Transcribe the data in full and exactly, omitting any pictures.

◆ **Exercise material**:
begin
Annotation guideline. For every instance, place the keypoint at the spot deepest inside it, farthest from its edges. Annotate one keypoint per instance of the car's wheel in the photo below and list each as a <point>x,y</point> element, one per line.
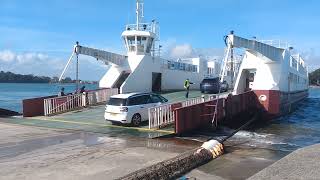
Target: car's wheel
<point>136,120</point>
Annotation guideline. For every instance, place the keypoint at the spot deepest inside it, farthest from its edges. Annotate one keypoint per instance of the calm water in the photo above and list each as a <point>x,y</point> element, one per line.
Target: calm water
<point>12,94</point>
<point>298,129</point>
<point>287,133</point>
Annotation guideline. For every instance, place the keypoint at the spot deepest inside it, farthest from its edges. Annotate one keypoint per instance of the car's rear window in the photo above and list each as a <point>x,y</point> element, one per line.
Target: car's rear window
<point>215,80</point>
<point>141,99</point>
<point>117,102</point>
end
◆ **Response**:
Annotation guideline. For every instance, place the keypoint at the spot deepest inside it, farthest from its edges. Annotate one keypoint per instance of the car's wheel in the photo below and list each as a <point>x,y</point> element, one per line.
Target: car's wheel
<point>136,120</point>
Annotation guideline. For every instance, place the keypoint at the spot deepest inside it, farthest from its edges. Annotate one keypoint per instance of the calm water in the photo above and list each as a <point>x,y</point> element, one per line.
Target: calm water
<point>12,94</point>
<point>298,129</point>
<point>287,133</point>
Annotation guideline. For every instance, place the keypoint at the spot deepest inside it, farthest from its edges. Annotate one keypoint per instance of the car's rear window in the photo above and list each as a <point>x,y</point> element, one per line.
Target: car's rear window
<point>215,80</point>
<point>141,99</point>
<point>117,102</point>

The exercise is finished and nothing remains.